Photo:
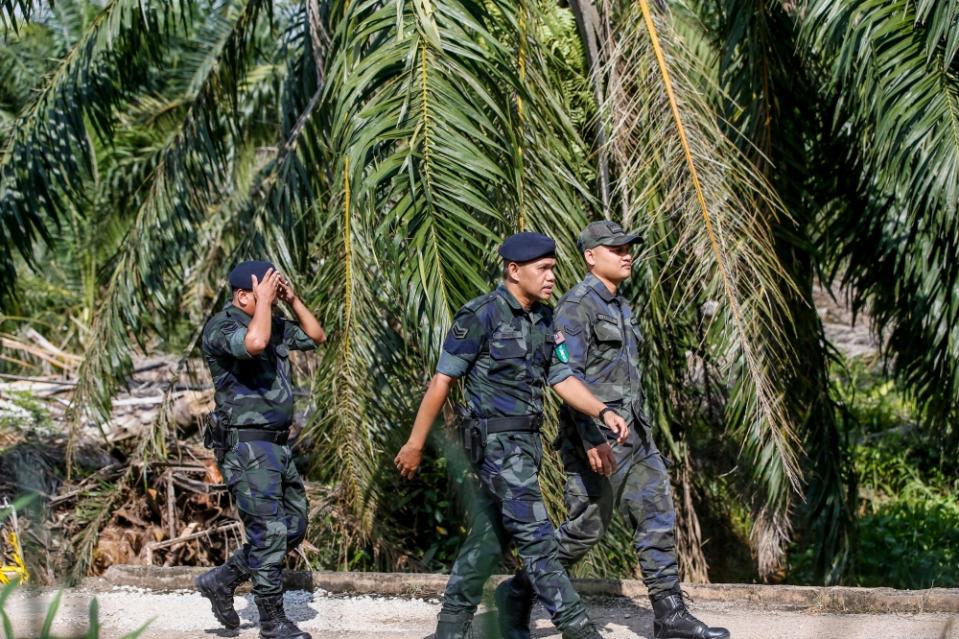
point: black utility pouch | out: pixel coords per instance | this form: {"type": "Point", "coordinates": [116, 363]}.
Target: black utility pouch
{"type": "Point", "coordinates": [473, 438]}
{"type": "Point", "coordinates": [214, 436]}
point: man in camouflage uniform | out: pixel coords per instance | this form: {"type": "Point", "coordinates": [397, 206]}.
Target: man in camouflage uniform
{"type": "Point", "coordinates": [598, 337]}
{"type": "Point", "coordinates": [247, 348]}
{"type": "Point", "coordinates": [501, 343]}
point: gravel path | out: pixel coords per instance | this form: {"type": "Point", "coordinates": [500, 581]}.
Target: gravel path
{"type": "Point", "coordinates": [184, 614]}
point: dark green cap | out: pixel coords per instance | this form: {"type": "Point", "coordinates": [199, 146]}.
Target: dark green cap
{"type": "Point", "coordinates": [604, 233]}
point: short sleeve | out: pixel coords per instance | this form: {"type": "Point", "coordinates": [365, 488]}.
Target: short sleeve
{"type": "Point", "coordinates": [296, 338]}
{"type": "Point", "coordinates": [226, 337]}
{"type": "Point", "coordinates": [463, 344]}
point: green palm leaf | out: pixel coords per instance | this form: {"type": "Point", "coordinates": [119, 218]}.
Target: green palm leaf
{"type": "Point", "coordinates": [698, 198]}
{"type": "Point", "coordinates": [900, 111]}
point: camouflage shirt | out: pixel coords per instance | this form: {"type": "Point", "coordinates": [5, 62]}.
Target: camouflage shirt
{"type": "Point", "coordinates": [603, 339]}
{"type": "Point", "coordinates": [504, 352]}
{"type": "Point", "coordinates": [252, 391]}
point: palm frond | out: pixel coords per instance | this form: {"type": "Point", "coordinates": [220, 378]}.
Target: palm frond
{"type": "Point", "coordinates": [773, 108]}
{"type": "Point", "coordinates": [698, 198]}
{"type": "Point", "coordinates": [940, 19]}
{"type": "Point", "coordinates": [47, 159]}
{"type": "Point", "coordinates": [13, 13]}
{"type": "Point", "coordinates": [900, 112]}
{"type": "Point", "coordinates": [184, 187]}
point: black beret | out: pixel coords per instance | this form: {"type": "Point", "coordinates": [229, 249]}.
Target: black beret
{"type": "Point", "coordinates": [242, 274]}
{"type": "Point", "coordinates": [524, 247]}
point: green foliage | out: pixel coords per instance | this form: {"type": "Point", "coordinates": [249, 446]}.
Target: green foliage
{"type": "Point", "coordinates": [907, 522]}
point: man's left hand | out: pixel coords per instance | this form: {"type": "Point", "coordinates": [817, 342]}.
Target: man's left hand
{"type": "Point", "coordinates": [618, 425]}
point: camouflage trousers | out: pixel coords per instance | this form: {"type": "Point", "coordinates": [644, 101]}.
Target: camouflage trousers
{"type": "Point", "coordinates": [508, 506]}
{"type": "Point", "coordinates": [272, 503]}
{"type": "Point", "coordinates": [640, 490]}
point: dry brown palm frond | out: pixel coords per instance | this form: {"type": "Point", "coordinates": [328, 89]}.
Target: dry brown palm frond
{"type": "Point", "coordinates": [701, 205]}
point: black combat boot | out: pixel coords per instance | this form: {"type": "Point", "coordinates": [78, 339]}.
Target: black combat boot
{"type": "Point", "coordinates": [514, 601]}
{"type": "Point", "coordinates": [671, 620]}
{"type": "Point", "coordinates": [582, 628]}
{"type": "Point", "coordinates": [450, 625]}
{"type": "Point", "coordinates": [218, 586]}
{"type": "Point", "coordinates": [273, 621]}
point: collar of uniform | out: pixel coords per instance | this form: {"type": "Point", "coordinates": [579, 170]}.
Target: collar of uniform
{"type": "Point", "coordinates": [597, 285]}
{"type": "Point", "coordinates": [535, 311]}
{"type": "Point", "coordinates": [234, 313]}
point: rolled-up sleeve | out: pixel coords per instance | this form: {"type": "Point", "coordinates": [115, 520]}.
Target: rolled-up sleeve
{"type": "Point", "coordinates": [463, 344]}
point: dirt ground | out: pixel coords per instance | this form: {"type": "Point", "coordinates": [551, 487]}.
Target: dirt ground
{"type": "Point", "coordinates": [184, 614]}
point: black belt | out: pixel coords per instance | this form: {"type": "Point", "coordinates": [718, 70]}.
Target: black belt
{"type": "Point", "coordinates": [518, 424]}
{"type": "Point", "coordinates": [278, 437]}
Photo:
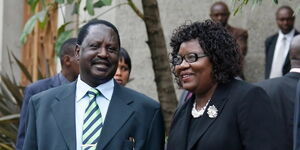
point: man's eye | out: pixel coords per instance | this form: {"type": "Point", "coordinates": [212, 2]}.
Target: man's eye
{"type": "Point", "coordinates": [111, 49]}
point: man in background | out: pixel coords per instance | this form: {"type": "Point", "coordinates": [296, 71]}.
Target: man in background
{"type": "Point", "coordinates": [282, 90]}
{"type": "Point", "coordinates": [277, 46]}
{"type": "Point", "coordinates": [69, 73]}
{"type": "Point", "coordinates": [219, 12]}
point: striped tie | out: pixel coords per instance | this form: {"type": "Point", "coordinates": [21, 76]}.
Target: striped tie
{"type": "Point", "coordinates": [93, 123]}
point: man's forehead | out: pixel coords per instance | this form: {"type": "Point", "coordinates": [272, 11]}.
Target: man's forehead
{"type": "Point", "coordinates": [219, 7]}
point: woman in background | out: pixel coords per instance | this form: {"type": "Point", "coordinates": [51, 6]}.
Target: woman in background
{"type": "Point", "coordinates": [124, 68]}
{"type": "Point", "coordinates": [223, 113]}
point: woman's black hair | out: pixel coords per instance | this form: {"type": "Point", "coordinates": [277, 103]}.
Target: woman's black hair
{"type": "Point", "coordinates": [218, 45]}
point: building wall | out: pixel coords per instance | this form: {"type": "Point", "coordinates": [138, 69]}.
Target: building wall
{"type": "Point", "coordinates": [259, 20]}
{"type": "Point", "coordinates": [11, 20]}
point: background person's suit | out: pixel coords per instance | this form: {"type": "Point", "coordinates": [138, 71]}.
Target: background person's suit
{"type": "Point", "coordinates": [31, 90]}
{"type": "Point", "coordinates": [282, 91]}
{"type": "Point", "coordinates": [270, 45]}
{"type": "Point", "coordinates": [296, 132]}
{"type": "Point", "coordinates": [51, 123]}
{"type": "Point", "coordinates": [244, 111]}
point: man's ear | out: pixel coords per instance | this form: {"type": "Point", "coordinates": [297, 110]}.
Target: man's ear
{"type": "Point", "coordinates": [77, 52]}
{"type": "Point", "coordinates": [67, 60]}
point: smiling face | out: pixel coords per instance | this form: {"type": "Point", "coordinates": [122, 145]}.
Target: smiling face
{"type": "Point", "coordinates": [220, 13]}
{"type": "Point", "coordinates": [285, 20]}
{"type": "Point", "coordinates": [197, 76]}
{"type": "Point", "coordinates": [98, 55]}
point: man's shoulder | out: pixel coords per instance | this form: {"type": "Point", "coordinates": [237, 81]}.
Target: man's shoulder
{"type": "Point", "coordinates": [139, 98]}
{"type": "Point", "coordinates": [238, 31]}
{"type": "Point", "coordinates": [52, 92]}
{"type": "Point", "coordinates": [272, 37]}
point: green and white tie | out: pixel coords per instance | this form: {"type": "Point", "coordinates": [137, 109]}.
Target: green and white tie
{"type": "Point", "coordinates": [93, 123]}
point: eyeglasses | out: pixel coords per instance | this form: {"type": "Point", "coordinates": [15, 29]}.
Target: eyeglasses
{"type": "Point", "coordinates": [190, 58]}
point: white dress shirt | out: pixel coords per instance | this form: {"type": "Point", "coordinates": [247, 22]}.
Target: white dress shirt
{"type": "Point", "coordinates": [82, 101]}
{"type": "Point", "coordinates": [281, 53]}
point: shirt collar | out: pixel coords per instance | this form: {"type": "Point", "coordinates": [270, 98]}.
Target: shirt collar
{"type": "Point", "coordinates": [106, 89]}
{"type": "Point", "coordinates": [295, 70]}
{"type": "Point", "coordinates": [63, 79]}
{"type": "Point", "coordinates": [288, 35]}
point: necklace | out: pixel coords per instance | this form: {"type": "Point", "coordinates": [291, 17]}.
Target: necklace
{"type": "Point", "coordinates": [197, 113]}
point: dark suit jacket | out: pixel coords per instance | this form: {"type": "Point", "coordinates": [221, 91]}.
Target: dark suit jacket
{"type": "Point", "coordinates": [270, 45]}
{"type": "Point", "coordinates": [246, 121]}
{"type": "Point", "coordinates": [296, 132]}
{"type": "Point", "coordinates": [31, 90]}
{"type": "Point", "coordinates": [282, 92]}
{"type": "Point", "coordinates": [51, 122]}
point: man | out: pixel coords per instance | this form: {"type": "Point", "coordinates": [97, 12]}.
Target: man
{"type": "Point", "coordinates": [282, 90]}
{"type": "Point", "coordinates": [95, 112]}
{"type": "Point", "coordinates": [69, 73]}
{"type": "Point", "coordinates": [219, 12]}
{"type": "Point", "coordinates": [277, 45]}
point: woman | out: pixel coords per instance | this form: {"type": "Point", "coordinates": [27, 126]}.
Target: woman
{"type": "Point", "coordinates": [223, 113]}
{"type": "Point", "coordinates": [124, 68]}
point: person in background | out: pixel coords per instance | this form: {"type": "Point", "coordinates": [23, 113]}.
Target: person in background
{"type": "Point", "coordinates": [94, 112]}
{"type": "Point", "coordinates": [282, 91]}
{"type": "Point", "coordinates": [69, 73]}
{"type": "Point", "coordinates": [220, 13]}
{"type": "Point", "coordinates": [124, 68]}
{"type": "Point", "coordinates": [277, 46]}
{"type": "Point", "coordinates": [224, 113]}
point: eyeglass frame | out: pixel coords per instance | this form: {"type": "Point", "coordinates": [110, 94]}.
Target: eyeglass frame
{"type": "Point", "coordinates": [197, 56]}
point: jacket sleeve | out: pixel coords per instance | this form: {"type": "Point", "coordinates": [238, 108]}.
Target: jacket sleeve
{"type": "Point", "coordinates": [156, 135]}
{"type": "Point", "coordinates": [23, 116]}
{"type": "Point", "coordinates": [259, 123]}
{"type": "Point", "coordinates": [30, 141]}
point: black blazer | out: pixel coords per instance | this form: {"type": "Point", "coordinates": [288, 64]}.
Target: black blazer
{"type": "Point", "coordinates": [51, 122]}
{"type": "Point", "coordinates": [270, 44]}
{"type": "Point", "coordinates": [31, 90]}
{"type": "Point", "coordinates": [246, 120]}
{"type": "Point", "coordinates": [282, 92]}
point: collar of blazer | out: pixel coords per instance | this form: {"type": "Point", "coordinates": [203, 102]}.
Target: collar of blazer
{"type": "Point", "coordinates": [118, 113]}
{"type": "Point", "coordinates": [182, 117]}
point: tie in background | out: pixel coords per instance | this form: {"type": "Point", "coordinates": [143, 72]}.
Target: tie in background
{"type": "Point", "coordinates": [278, 60]}
{"type": "Point", "coordinates": [93, 123]}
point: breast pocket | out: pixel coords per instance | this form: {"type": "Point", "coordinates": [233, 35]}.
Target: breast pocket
{"type": "Point", "coordinates": [128, 145]}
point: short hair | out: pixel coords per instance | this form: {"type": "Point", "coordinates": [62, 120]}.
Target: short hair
{"type": "Point", "coordinates": [218, 45]}
{"type": "Point", "coordinates": [284, 7]}
{"type": "Point", "coordinates": [84, 29]}
{"type": "Point", "coordinates": [219, 3]}
{"type": "Point", "coordinates": [68, 48]}
{"type": "Point", "coordinates": [125, 56]}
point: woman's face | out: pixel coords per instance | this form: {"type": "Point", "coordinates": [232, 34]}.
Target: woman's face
{"type": "Point", "coordinates": [122, 74]}
{"type": "Point", "coordinates": [195, 76]}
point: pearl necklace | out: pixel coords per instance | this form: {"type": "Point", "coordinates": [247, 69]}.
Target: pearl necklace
{"type": "Point", "coordinates": [197, 113]}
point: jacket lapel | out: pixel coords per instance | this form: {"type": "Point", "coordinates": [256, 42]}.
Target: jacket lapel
{"type": "Point", "coordinates": [180, 124]}
{"type": "Point", "coordinates": [65, 117]}
{"type": "Point", "coordinates": [118, 113]}
{"type": "Point", "coordinates": [219, 99]}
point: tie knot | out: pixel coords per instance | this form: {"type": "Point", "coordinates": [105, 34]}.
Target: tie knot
{"type": "Point", "coordinates": [93, 93]}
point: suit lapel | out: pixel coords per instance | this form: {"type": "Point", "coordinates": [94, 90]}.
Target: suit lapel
{"type": "Point", "coordinates": [180, 124]}
{"type": "Point", "coordinates": [219, 99]}
{"type": "Point", "coordinates": [65, 117]}
{"type": "Point", "coordinates": [118, 113]}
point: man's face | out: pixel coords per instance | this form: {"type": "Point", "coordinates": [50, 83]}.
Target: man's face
{"type": "Point", "coordinates": [285, 20]}
{"type": "Point", "coordinates": [220, 13]}
{"type": "Point", "coordinates": [98, 55]}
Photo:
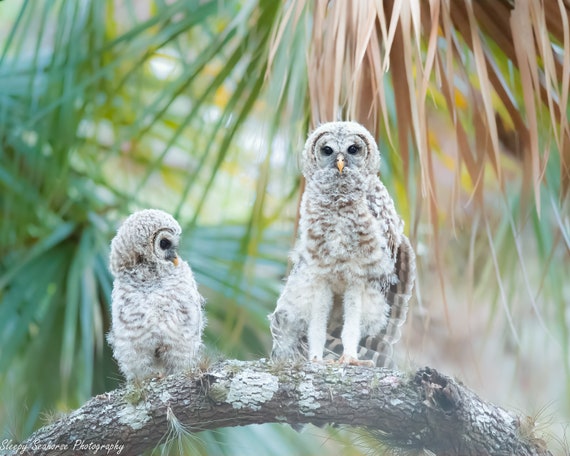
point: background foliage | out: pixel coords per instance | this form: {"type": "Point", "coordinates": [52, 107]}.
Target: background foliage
{"type": "Point", "coordinates": [200, 108]}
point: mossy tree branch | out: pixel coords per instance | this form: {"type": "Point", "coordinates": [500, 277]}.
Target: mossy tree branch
{"type": "Point", "coordinates": [423, 410]}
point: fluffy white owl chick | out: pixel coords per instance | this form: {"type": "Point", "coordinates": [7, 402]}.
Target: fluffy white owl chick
{"type": "Point", "coordinates": [157, 311]}
{"type": "Point", "coordinates": [353, 267]}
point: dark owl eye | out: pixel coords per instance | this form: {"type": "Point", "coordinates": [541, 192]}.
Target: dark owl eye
{"type": "Point", "coordinates": [165, 244]}
{"type": "Point", "coordinates": [354, 149]}
{"type": "Point", "coordinates": [327, 150]}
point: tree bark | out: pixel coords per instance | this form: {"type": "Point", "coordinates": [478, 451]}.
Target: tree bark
{"type": "Point", "coordinates": [425, 410]}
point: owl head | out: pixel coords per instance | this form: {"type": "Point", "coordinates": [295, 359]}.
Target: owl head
{"type": "Point", "coordinates": [340, 146]}
{"type": "Point", "coordinates": [149, 236]}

» **EXERCISE BRIEF**: Every line from the start of the material through the line containing "point: man in camouflage" is needed exactly as written; the pictures are not.

» **RESULT OF THIS EXERCISE**:
Photo:
point: black utility pouch | out: pixel coords per instance | this form: {"type": "Point", "coordinates": [116, 363]}.
Target: black utility pouch
{"type": "Point", "coordinates": [473, 438]}
{"type": "Point", "coordinates": [214, 436]}
point: man in camouflage uniform | out: pixel coords per instance | this form: {"type": "Point", "coordinates": [397, 206]}.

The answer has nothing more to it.